Work task >> From the biography of Richard Martin Gilman below, extract everything from "Gilman was a freelance" down to "critic for Newsweek.", word for word.

=== Document extract ===

American literary critic (1923–2006)

Richard Martin Gilman (April 30, 1923 – October 28, 2006) was an American drama and literary critic.

== Early life ==
On April 30, 1923, Gilman was born as Richard Martin Gilman in Brooklyn, New York, U.S. Gilman's family is Jewish.

== Education ==
In 1947, Gilman graduated with a B.A. from the University of Wisconsin.

== Career ==
Gilman enlisted into the U.S. Marine Corps in 1941 and was stationed in the Pacific during World War II. After his service, he attended the New School for Social Research in New York.

Gilman was a freelance writer. After converting to Catholicism, he wrote for the left-leaning Catholic journal Commonweal and from 1964 to 1967, he was the drama critic for Newsweek.

In 1967, the dean of the Yale School of Drama, Robert Brustein, invited him to teach. Gilman was a professor at Yale School of Drama for 31 years. He also taught at Columbia, Princeton, Stanford, Barnard and the City University of New York.

Gilman was the author of five books of criticism, and a memoir.

== Personal life ==
In 1949, Gilman married painter Esther Morgenstern. In 1966, Gilman married Lynn Nesbit, a literary agent, (who would go on to co-found the literary agency Janklow & Nesbit Associates with Morton L. Janklow), In 1992, Gilman married Japanese scholar, Yasuko Shiojiri, who would translate his books into Japanese. Gilman has three children from his first two marriages: Nicholas, Priscilla, and Claire.

Gilman died of lung cancer on October 28, 2006, at the age of 83 at his home in Kusatsu, Shiga Prefecture, Japan.

He was born Jewish, converted to Catholicism as an adult, and lapsed from that faith eight years later. His memoir Faith, Sex, Mystery is primarily devoted to explaining his conversion and deconversion.

=== Dataset excerpts ===

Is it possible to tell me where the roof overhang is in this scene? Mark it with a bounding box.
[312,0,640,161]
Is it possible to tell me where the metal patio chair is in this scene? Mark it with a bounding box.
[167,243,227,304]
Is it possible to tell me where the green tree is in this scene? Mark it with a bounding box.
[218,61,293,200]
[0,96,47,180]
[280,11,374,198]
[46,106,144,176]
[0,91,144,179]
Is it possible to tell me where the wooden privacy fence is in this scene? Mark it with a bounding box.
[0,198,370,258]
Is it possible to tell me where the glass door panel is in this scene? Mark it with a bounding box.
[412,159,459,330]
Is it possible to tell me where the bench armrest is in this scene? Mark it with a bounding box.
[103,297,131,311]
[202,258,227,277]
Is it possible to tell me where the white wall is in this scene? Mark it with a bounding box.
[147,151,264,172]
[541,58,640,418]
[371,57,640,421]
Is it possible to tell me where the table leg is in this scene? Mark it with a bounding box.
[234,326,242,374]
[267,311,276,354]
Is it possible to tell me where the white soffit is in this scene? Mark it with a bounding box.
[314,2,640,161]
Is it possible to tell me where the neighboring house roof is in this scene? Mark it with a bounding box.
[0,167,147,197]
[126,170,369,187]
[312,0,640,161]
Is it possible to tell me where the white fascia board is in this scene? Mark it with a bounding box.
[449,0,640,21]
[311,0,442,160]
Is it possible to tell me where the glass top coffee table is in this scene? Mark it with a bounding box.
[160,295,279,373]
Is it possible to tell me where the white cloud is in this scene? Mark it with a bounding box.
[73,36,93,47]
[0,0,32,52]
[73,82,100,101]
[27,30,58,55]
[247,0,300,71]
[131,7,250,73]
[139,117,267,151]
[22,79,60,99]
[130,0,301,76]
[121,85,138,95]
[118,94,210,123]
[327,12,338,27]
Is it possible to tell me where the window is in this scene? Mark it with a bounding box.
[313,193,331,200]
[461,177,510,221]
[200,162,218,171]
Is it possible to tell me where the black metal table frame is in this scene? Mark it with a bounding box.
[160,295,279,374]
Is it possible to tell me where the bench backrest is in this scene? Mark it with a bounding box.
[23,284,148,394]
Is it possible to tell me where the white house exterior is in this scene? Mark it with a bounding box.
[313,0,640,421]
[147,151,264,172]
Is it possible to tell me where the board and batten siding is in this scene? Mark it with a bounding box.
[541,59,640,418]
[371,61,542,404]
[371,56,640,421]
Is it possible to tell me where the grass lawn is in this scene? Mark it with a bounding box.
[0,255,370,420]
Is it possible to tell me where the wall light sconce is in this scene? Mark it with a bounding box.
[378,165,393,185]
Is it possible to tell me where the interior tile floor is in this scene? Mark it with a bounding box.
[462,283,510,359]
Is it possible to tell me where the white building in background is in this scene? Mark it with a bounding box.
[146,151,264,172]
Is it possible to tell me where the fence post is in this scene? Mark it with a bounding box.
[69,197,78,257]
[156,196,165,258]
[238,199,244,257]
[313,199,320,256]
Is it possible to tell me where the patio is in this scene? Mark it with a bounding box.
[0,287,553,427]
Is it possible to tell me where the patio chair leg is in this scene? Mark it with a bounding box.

===

Exercise result >>
Gilman was a freelance writer. After converting to Catholicism, he wrote for the left-leaning Catholic journal Commonweal and from 1964 to 1967, he was the drama critic for Newsweek.